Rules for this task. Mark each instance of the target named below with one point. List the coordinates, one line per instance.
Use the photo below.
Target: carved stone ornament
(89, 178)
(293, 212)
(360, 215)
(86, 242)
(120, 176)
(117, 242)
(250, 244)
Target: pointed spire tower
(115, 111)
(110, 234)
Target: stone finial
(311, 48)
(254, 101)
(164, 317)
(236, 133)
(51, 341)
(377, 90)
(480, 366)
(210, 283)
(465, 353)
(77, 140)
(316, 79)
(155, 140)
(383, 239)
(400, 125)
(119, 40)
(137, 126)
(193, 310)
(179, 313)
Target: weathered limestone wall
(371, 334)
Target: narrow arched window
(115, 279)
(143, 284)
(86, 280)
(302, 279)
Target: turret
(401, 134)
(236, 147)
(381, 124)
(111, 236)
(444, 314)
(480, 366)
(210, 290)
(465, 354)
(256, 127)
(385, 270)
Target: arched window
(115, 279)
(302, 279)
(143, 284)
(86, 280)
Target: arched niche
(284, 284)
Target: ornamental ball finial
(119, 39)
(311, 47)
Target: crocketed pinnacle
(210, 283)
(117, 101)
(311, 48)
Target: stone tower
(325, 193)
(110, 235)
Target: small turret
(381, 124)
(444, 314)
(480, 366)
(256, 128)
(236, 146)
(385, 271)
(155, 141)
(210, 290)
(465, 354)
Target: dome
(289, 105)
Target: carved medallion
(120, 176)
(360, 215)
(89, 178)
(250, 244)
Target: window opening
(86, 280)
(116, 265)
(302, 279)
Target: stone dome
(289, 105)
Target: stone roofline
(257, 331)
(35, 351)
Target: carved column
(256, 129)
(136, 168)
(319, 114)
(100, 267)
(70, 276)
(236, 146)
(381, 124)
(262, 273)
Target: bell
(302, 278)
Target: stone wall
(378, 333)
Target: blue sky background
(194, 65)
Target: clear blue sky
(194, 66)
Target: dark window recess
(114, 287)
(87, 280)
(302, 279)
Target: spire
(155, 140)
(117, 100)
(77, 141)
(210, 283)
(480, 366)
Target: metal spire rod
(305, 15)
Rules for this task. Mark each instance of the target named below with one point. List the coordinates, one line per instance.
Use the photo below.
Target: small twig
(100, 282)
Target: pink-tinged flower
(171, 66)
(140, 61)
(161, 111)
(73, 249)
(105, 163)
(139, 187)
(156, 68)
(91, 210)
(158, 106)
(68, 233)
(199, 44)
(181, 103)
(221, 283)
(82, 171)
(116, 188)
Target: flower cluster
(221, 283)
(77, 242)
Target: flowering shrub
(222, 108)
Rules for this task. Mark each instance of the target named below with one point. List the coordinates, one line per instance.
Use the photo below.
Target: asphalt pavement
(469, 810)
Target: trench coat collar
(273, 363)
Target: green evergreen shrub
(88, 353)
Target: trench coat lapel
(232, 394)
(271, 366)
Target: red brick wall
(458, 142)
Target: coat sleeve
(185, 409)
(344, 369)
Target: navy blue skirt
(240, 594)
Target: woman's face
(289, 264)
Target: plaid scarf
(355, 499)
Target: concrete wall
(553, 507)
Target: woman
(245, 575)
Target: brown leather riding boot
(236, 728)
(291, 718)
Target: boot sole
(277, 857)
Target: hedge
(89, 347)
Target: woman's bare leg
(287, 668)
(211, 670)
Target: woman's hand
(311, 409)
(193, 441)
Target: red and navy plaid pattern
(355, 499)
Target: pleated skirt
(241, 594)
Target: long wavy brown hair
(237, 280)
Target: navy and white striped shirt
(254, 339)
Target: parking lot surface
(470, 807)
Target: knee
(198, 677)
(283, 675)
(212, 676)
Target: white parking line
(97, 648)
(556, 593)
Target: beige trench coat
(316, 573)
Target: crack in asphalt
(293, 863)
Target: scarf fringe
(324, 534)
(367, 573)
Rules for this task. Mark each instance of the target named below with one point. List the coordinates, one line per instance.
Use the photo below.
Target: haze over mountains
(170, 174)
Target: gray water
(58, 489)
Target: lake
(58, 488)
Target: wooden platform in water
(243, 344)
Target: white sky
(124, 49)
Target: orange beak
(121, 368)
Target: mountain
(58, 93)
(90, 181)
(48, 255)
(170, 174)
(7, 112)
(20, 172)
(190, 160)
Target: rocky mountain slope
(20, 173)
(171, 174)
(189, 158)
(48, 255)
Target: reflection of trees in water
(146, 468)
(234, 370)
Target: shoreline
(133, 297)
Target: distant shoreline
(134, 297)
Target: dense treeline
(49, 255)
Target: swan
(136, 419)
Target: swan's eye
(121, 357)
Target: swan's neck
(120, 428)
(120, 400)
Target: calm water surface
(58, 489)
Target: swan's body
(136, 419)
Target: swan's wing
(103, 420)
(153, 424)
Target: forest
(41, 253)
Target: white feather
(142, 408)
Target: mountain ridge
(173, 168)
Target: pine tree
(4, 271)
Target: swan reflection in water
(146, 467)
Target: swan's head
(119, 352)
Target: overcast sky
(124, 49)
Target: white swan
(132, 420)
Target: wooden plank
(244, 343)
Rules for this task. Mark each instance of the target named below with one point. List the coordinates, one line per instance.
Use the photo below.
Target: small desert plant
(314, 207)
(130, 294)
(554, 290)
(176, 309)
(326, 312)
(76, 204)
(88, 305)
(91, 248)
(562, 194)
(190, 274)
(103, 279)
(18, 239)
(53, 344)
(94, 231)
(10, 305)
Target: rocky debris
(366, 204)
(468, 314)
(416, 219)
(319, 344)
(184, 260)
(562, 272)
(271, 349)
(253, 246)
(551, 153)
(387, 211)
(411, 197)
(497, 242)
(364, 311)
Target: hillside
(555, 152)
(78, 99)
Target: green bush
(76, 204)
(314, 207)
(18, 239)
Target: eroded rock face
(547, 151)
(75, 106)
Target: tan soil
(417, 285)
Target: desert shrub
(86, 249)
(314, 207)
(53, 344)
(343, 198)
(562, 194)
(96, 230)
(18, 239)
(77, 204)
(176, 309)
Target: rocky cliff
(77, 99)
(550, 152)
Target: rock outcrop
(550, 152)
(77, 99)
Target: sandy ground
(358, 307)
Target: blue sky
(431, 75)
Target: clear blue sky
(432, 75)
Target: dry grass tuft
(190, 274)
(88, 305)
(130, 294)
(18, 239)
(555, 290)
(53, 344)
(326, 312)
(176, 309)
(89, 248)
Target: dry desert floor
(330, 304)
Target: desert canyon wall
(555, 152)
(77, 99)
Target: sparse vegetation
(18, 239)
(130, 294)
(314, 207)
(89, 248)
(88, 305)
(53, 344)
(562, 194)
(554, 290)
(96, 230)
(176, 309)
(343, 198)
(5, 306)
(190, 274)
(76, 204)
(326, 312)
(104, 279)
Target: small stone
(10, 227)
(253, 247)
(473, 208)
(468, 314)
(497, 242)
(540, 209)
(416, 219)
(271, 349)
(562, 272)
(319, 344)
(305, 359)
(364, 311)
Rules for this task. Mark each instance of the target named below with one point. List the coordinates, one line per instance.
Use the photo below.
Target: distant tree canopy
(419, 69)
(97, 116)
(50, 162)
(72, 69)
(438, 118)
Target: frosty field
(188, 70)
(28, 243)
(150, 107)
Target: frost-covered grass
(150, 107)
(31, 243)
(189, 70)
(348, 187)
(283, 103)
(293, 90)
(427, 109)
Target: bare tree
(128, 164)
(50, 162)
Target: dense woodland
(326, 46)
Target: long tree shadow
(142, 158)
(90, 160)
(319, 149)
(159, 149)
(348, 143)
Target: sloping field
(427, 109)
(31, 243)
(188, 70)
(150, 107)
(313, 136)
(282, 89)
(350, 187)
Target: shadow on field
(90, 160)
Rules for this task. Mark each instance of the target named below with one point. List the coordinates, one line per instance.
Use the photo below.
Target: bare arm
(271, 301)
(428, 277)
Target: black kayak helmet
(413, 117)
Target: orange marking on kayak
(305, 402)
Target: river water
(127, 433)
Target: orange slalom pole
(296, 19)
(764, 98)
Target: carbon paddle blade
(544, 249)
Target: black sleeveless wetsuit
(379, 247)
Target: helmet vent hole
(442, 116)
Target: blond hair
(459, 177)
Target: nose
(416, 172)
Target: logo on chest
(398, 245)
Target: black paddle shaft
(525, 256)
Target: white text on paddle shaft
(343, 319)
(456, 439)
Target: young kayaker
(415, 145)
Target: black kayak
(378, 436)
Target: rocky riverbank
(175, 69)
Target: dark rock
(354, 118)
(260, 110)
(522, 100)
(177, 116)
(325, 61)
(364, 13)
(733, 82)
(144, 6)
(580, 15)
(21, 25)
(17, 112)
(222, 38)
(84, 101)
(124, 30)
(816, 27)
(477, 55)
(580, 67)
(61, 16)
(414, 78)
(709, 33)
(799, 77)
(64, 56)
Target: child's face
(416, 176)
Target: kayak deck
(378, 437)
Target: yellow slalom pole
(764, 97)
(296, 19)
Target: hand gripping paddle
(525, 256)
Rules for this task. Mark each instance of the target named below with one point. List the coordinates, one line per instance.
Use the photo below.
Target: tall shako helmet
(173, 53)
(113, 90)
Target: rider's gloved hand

• [The problem]: Once the line containing "Target: nose" is found, output it and each line after it through the end of the listing above, exactly, with nothing else.

• [Solution]:
Target: nose
(416, 172)
Target: logo on chest
(398, 245)
Target: black paddle shaft
(525, 256)
Target: white text on paddle shaft
(343, 319)
(456, 439)
Target: young kayaker
(415, 145)
Target: black kayak
(378, 436)
Target: rocky riverbank
(175, 69)
Target: dark rock
(354, 118)
(260, 110)
(522, 100)
(177, 116)
(325, 61)
(364, 13)
(733, 82)
(144, 6)
(580, 15)
(21, 25)
(17, 112)
(222, 38)
(84, 101)
(124, 30)
(816, 27)
(477, 55)
(580, 67)
(61, 16)
(414, 78)
(709, 33)
(799, 77)
(64, 56)
Target: child's face
(416, 176)
Target: kayak deck
(378, 437)
Target: yellow slalom pole
(764, 97)
(296, 19)
Target: hand gripping paddle
(525, 256)
Rules for this task. Mark each instance of the target named below with one point. List the coordinates, one line per instance.
Use the photo below.
Target: tall shako helmet
(173, 53)
(113, 90)
Target: rider's gloved hand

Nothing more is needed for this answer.